[Task input]
═══

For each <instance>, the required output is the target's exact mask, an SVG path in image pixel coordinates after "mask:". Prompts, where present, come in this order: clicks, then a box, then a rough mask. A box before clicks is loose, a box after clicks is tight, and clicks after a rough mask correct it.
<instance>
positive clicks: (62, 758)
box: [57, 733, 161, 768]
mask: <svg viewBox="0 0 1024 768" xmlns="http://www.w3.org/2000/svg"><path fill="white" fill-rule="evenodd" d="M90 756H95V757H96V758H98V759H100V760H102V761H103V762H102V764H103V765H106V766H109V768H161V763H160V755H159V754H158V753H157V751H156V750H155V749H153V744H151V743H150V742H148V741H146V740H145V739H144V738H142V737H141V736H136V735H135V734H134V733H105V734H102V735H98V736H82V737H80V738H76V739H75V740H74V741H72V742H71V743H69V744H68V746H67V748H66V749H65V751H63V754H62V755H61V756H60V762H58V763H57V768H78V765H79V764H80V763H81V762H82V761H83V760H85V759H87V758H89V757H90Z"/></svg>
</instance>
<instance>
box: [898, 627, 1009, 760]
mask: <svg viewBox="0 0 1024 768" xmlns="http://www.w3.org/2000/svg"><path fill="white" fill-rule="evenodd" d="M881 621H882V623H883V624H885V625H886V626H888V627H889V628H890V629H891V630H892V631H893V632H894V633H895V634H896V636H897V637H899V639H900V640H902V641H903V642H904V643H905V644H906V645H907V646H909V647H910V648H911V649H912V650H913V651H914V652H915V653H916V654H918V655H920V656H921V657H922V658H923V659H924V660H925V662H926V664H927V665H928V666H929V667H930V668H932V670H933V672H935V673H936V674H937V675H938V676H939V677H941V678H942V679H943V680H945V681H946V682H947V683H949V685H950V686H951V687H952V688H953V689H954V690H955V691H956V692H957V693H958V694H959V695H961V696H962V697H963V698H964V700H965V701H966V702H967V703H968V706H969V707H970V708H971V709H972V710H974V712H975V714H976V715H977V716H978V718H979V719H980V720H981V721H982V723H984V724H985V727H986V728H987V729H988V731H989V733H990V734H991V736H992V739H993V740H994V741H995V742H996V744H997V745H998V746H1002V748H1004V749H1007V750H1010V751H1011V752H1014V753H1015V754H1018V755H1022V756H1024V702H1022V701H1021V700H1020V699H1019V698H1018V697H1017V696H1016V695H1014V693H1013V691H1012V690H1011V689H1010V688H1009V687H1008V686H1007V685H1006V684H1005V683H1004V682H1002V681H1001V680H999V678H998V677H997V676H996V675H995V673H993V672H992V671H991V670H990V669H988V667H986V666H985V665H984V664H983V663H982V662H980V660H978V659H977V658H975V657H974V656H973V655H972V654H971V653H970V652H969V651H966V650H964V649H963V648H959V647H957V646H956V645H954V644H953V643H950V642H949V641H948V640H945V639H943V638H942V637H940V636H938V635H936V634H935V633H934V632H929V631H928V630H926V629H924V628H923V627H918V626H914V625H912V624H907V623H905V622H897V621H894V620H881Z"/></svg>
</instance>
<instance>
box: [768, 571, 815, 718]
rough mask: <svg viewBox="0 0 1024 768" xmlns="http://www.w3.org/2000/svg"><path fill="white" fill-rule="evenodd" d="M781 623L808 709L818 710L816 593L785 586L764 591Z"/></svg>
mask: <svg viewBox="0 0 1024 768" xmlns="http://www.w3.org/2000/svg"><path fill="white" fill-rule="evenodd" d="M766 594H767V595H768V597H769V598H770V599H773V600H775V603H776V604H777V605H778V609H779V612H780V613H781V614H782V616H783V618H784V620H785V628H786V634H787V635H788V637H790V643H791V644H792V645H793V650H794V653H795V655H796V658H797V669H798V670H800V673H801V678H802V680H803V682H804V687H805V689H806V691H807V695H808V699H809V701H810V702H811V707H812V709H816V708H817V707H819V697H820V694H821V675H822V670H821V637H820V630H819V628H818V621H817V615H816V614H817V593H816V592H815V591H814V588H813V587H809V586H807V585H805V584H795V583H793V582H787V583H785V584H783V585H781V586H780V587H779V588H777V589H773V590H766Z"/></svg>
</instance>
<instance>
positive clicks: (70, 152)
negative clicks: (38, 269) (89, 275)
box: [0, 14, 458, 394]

═══

[Task objective]
Return every line of the data above that contains the string "positive", matching case exactly.

[Solution for this problem]
positive clicks: (62, 758)
positive clicks: (70, 152)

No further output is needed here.